▶ **Required task**:
Which lines in the data contain the word "indicate" with matching case? Gather every such line and copy each one in full.

-- BEGIN Records for this task --

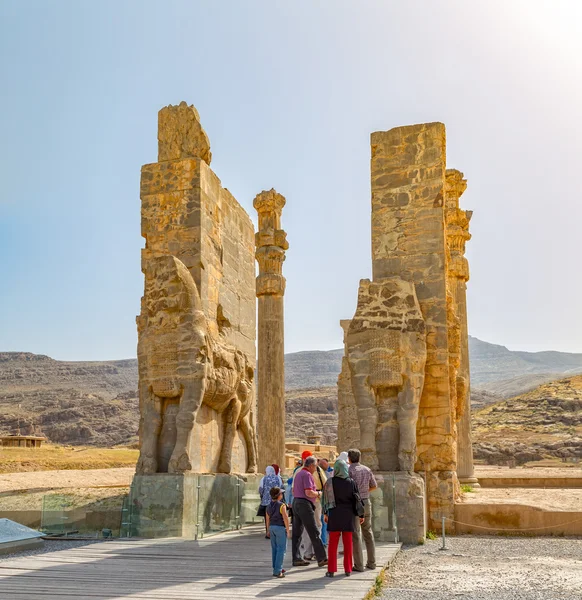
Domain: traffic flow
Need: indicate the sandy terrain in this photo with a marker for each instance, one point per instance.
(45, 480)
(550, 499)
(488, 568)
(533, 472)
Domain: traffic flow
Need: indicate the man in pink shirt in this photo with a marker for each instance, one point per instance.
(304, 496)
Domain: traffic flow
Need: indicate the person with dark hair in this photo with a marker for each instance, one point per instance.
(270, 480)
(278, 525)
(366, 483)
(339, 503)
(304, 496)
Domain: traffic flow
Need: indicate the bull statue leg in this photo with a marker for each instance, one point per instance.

-- END Records for this task --
-- BEGIN Records for this task --

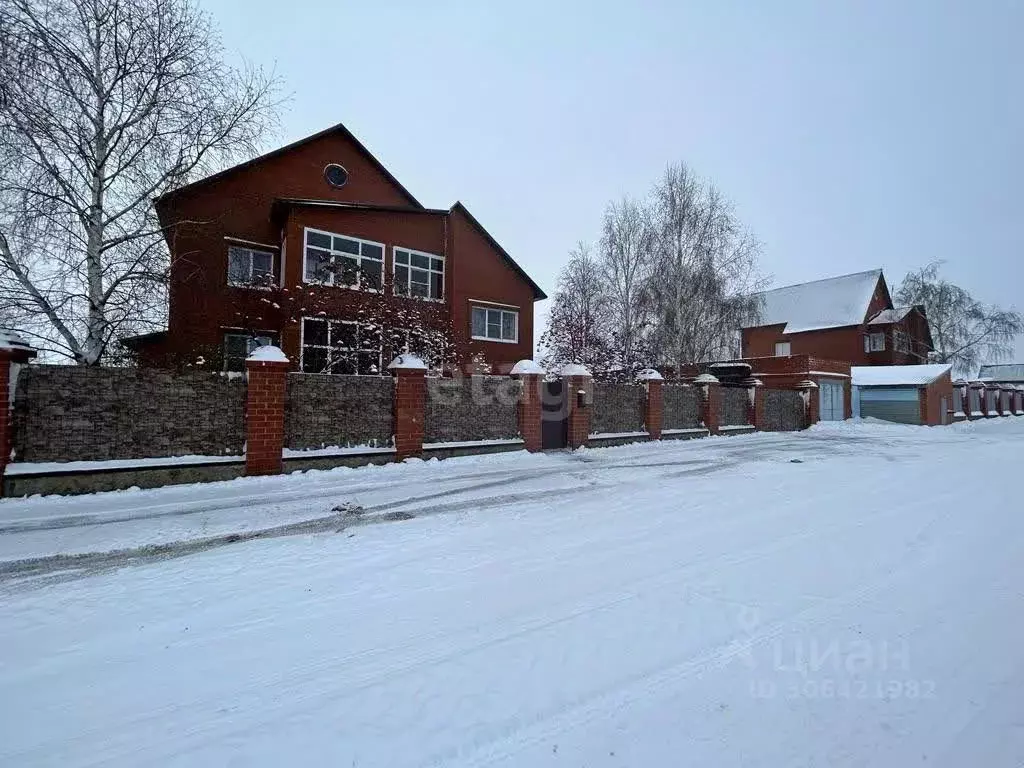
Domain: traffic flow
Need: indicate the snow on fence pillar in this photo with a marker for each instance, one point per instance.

-- END Records for this task --

▶ **Response**:
Need: indicate the sandy terrain in this photo with a marker for each instance, one point per instance.
Need: indicate the man in pink shirt in this photo with a marker for each instance, one point per instance.
Need: indicate the person with dark hair in this photo with a marker for each instance, one point per instance.
Need: indicate the bull statue leg in this photo with a marker for each instance, one point per instance.
Need: indicate the snow on fence pillar in this photo with a marker for each instance, one point per instance.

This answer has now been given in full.